━━━ Data rows
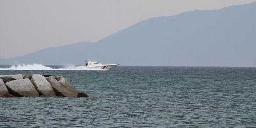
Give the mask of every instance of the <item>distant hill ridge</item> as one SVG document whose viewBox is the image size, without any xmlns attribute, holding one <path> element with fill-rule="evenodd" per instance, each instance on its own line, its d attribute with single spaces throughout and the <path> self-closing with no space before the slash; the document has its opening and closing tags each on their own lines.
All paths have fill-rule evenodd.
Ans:
<svg viewBox="0 0 256 128">
<path fill-rule="evenodd" d="M 95 43 L 49 48 L 1 64 L 256 66 L 256 2 L 140 22 Z"/>
</svg>

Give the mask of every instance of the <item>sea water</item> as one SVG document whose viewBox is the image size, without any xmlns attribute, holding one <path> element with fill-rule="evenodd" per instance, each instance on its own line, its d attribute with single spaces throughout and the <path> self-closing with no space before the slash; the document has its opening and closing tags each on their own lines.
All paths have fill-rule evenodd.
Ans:
<svg viewBox="0 0 256 128">
<path fill-rule="evenodd" d="M 256 126 L 255 67 L 54 70 L 0 74 L 62 75 L 89 97 L 0 98 L 0 127 Z"/>
</svg>

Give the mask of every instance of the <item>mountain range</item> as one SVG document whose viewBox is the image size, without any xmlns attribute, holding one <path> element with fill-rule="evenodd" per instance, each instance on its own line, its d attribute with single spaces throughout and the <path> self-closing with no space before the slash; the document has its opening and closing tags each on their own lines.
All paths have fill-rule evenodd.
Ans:
<svg viewBox="0 0 256 128">
<path fill-rule="evenodd" d="M 256 2 L 151 18 L 95 42 L 44 49 L 0 64 L 256 66 Z"/>
</svg>

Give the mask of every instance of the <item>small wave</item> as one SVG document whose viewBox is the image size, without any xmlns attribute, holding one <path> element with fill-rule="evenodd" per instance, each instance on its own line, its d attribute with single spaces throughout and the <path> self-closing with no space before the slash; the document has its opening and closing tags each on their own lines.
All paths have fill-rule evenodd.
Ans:
<svg viewBox="0 0 256 128">
<path fill-rule="evenodd" d="M 96 70 L 105 71 L 106 69 L 102 69 L 101 68 L 82 69 L 76 69 L 75 66 L 74 65 L 69 64 L 64 66 L 64 67 L 60 68 L 53 68 L 49 66 L 47 66 L 40 64 L 21 64 L 17 65 L 12 65 L 10 67 L 0 68 L 0 70 Z"/>
</svg>

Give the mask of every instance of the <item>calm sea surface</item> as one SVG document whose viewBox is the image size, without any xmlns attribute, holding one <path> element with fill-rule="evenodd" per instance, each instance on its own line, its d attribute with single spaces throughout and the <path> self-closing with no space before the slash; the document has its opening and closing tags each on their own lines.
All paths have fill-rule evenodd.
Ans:
<svg viewBox="0 0 256 128">
<path fill-rule="evenodd" d="M 0 98 L 0 127 L 256 126 L 255 67 L 0 70 L 42 73 L 62 75 L 90 97 Z"/>
</svg>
━━━━━━
» **Request**: Reproduce the records verbatim, starting at the line containing "Give the mask of every instance of the <item>mountain" and continuing through the end of the records.

» **Full solution**:
Give the mask of every instance of the <item>mountain range</item> as one SVG document whose viewBox is the image size, without any xmlns attribute, holding one <path> element with fill-rule="evenodd" per instance, each instance on its own line, its d attribute with single spaces throughout and the <path> self-closing with no space before the slash; the document has its opening and closing tags each on their own lines.
All paths have fill-rule evenodd.
Ans:
<svg viewBox="0 0 256 128">
<path fill-rule="evenodd" d="M 256 2 L 151 18 L 95 42 L 44 49 L 0 64 L 256 66 Z"/>
</svg>

Give the mask of every instance of the <item>small wave</item> as one SVG document whose viewBox is the image size, without any xmlns attribute, holding one <path> element with fill-rule="evenodd" per instance, each instance on its own line, its d attribute with single spaces throughout and the <path> self-closing with no space before the slash; the document has its opening and closing tags each on their own lines.
All paths have fill-rule evenodd.
Ans:
<svg viewBox="0 0 256 128">
<path fill-rule="evenodd" d="M 96 70 L 105 71 L 106 69 L 102 69 L 101 68 L 82 69 L 76 69 L 75 66 L 74 65 L 69 64 L 64 66 L 64 67 L 60 68 L 53 68 L 49 66 L 47 66 L 40 64 L 21 64 L 17 65 L 12 65 L 10 67 L 0 68 L 0 70 Z"/>
</svg>

Give the mask of every instance of the <item>calm sea surface</item> as one SVG document whose viewBox is the image size, without any xmlns attribute, holding one <path> element with fill-rule="evenodd" per instance, each instance on its own line, its d attribute with single spaces throughout and the <path> self-closing with no space before the slash; the document has its opening and closing tags each on their own lines.
All paths have fill-rule evenodd.
Ans:
<svg viewBox="0 0 256 128">
<path fill-rule="evenodd" d="M 0 98 L 0 127 L 256 126 L 255 67 L 0 70 L 42 73 L 62 75 L 90 97 Z"/>
</svg>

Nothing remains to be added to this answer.